#### Data to use:
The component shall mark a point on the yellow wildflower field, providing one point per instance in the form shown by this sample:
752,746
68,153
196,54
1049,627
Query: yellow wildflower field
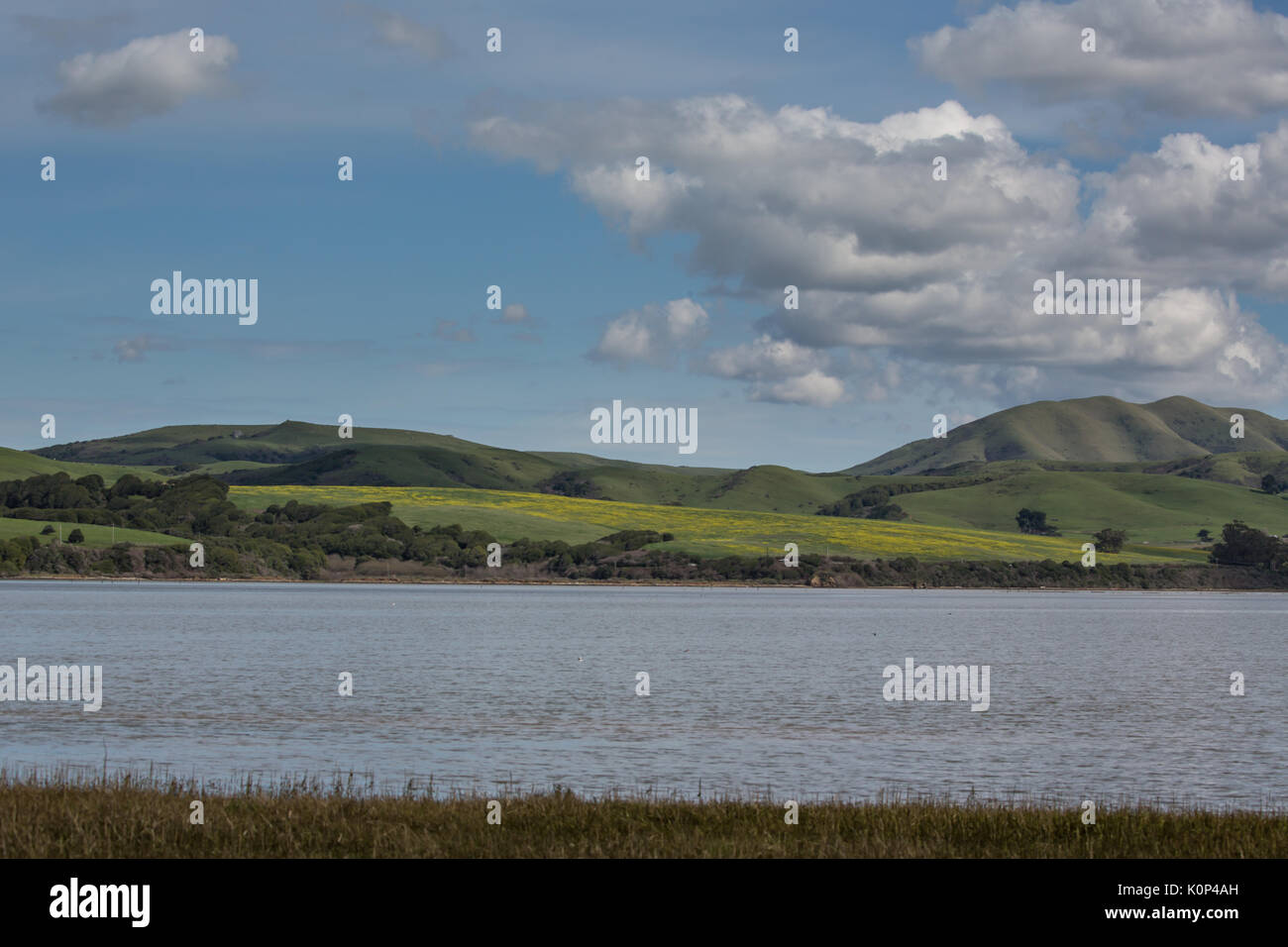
510,515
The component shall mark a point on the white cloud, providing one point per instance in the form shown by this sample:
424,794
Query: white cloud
398,31
653,334
1180,56
778,369
150,75
136,350
936,277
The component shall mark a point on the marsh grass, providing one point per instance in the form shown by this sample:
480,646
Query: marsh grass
59,814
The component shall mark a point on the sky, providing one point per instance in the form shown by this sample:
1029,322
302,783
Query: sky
518,169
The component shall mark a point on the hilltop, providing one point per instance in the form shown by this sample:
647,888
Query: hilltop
1087,431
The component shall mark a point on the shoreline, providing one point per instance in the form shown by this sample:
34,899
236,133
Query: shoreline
616,583
119,819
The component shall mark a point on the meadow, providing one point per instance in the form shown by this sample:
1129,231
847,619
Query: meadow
95,536
511,515
124,818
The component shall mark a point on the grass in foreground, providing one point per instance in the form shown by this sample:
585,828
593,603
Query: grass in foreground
120,818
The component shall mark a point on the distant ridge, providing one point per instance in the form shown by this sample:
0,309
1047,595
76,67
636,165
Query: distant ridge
1087,431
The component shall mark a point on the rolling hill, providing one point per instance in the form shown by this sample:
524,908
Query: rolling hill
1087,431
1162,472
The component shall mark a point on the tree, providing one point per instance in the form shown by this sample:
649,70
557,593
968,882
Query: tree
1033,522
1109,540
1243,545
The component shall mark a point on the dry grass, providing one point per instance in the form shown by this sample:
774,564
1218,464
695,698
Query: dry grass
130,818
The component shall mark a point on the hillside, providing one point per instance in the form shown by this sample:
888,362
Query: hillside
1087,431
1162,472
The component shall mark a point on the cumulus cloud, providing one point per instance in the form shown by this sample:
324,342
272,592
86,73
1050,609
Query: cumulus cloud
136,350
778,369
398,31
1180,56
150,75
450,330
653,334
935,278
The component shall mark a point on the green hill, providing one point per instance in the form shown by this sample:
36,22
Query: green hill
1087,431
17,466
1162,472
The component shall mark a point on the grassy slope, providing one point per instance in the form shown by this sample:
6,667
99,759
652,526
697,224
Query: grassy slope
95,536
1151,508
511,515
1089,429
16,466
127,819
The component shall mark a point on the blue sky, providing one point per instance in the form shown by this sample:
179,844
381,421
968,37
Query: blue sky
476,169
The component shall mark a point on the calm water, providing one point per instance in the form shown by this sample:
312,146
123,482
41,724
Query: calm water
1095,696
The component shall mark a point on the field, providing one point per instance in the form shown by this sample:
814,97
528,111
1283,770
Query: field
17,466
95,536
510,515
124,819
1153,508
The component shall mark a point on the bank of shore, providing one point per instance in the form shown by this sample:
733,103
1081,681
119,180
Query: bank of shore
123,818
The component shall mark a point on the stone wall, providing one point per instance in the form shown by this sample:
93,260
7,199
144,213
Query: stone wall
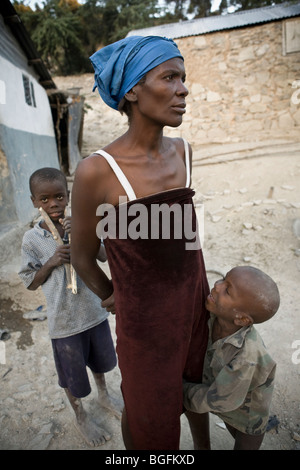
240,87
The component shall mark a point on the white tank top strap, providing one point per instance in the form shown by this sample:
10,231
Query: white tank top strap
187,163
119,174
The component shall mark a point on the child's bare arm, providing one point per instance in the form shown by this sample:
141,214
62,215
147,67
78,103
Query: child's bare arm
61,256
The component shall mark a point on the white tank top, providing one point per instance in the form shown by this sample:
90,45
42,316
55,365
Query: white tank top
123,179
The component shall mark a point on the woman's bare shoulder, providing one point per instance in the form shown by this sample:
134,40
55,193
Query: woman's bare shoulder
93,166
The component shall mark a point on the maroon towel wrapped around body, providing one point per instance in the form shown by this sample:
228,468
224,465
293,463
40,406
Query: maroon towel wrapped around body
160,288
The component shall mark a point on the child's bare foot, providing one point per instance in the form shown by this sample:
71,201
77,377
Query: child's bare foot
112,405
92,433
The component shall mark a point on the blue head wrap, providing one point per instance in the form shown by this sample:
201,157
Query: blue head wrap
120,66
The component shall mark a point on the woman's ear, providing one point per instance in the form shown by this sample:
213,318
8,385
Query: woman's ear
131,95
243,319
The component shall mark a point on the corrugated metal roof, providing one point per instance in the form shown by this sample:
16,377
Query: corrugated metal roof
22,36
218,23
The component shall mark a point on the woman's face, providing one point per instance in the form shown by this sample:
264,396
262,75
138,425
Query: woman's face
161,97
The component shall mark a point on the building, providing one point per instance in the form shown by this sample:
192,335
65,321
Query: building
39,125
243,75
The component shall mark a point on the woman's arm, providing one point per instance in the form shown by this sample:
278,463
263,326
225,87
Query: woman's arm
88,193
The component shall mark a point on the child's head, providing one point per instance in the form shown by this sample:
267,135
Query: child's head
49,190
246,295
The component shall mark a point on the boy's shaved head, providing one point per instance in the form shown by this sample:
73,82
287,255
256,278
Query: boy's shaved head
46,174
264,291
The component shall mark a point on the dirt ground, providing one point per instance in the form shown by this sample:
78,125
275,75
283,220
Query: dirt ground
249,206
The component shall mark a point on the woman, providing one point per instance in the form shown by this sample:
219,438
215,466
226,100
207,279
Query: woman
158,286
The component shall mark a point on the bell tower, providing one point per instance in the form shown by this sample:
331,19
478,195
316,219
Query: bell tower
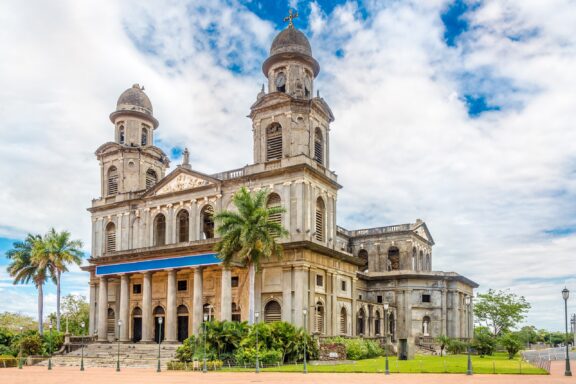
131,163
289,122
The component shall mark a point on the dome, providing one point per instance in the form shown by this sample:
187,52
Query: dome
291,40
134,99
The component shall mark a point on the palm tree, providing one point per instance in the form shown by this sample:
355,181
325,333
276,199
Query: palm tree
61,252
25,268
249,235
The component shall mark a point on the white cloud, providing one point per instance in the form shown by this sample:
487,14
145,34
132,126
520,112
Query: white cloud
489,188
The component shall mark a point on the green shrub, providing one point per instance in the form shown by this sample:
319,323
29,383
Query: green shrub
359,349
8,361
456,346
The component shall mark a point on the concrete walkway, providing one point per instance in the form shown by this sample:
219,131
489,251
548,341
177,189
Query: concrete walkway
67,375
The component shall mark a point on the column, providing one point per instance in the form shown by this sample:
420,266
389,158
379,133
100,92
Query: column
147,321
124,307
92,318
226,291
171,315
198,304
103,310
287,294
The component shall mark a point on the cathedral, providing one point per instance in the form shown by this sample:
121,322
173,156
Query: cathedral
153,269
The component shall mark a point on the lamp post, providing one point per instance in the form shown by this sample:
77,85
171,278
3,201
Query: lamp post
256,316
118,354
20,359
468,302
82,324
205,368
160,320
386,305
565,295
50,355
305,312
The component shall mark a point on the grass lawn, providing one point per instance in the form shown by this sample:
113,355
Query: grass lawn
499,364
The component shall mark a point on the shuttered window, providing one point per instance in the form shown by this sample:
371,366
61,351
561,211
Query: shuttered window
151,178
274,142
272,312
319,317
110,238
274,201
343,321
320,219
112,181
318,147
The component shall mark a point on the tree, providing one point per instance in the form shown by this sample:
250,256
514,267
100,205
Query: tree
61,251
500,310
25,267
249,235
512,343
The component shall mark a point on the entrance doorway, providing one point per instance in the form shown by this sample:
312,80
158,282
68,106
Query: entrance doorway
136,325
182,323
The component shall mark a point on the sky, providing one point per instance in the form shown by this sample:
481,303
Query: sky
458,112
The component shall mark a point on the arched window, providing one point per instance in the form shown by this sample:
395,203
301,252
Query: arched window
160,229
110,238
208,311
319,323
236,314
274,201
274,142
151,178
183,221
121,134
360,326
318,147
280,82
363,255
426,326
377,323
421,261
207,220
112,180
272,312
320,219
393,259
343,321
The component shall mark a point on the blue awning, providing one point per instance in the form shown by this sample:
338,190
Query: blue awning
158,264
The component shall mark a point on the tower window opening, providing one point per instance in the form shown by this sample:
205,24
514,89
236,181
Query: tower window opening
274,142
112,181
151,178
144,139
318,147
320,219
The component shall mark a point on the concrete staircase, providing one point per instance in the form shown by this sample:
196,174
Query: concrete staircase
106,355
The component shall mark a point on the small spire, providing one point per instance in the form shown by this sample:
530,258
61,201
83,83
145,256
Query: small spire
291,16
186,159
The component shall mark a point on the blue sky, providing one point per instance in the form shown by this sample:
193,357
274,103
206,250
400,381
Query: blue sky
459,112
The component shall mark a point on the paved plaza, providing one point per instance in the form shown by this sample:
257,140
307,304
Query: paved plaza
35,375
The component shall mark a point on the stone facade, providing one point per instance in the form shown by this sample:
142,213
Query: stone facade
153,234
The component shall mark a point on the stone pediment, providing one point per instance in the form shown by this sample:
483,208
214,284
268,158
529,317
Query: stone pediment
181,180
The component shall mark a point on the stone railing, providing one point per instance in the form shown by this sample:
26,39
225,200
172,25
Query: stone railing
375,231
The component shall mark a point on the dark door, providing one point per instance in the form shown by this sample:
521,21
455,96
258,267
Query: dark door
137,329
158,329
182,328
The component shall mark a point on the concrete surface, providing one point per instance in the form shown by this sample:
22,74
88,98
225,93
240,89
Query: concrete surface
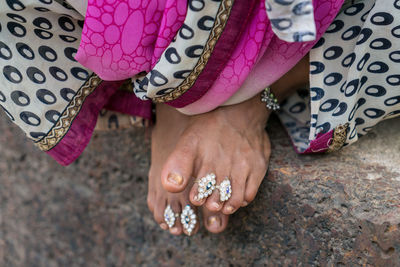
341,209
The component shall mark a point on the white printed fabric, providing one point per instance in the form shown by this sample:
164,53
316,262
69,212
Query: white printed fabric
354,75
292,20
181,56
39,75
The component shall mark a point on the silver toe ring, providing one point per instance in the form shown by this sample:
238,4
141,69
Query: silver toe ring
170,216
206,186
225,190
188,219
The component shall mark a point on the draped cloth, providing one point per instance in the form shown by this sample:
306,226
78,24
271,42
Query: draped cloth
63,62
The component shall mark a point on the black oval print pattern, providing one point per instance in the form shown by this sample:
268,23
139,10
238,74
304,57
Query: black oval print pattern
38,72
354,74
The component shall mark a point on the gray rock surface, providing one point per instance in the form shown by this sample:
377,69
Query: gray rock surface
341,209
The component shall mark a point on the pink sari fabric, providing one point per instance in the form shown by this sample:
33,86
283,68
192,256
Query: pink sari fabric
238,83
123,38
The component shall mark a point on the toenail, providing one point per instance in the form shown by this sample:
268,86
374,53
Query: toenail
164,226
229,209
214,221
215,205
175,178
174,230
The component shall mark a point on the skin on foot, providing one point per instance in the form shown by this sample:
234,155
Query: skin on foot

#### Objective:
Can you lay out the part of the data that opens with the line containing "The component shall mark a point on the toenail, providing" and runs through the end of the data as a Markdown table with the columns No. and Line, leaving out any blank lines?

#### Task answer:
| No. | Line |
|---|---|
| 1 | The component shall mark a point on the toenail, providing one point per instance in the form shown by this sample: |
| 2 | 268,86 |
| 3 | 374,53 |
| 4 | Query: toenail |
| 5 | 164,226 |
| 6 | 229,209 |
| 7 | 214,221 |
| 8 | 215,205 |
| 9 | 175,178 |
| 10 | 174,230 |
| 11 | The component shall mark a point on the skin on foot, providing one point per instance in the form shown by this sample: |
| 12 | 234,155 |
| 13 | Query: skin on foot |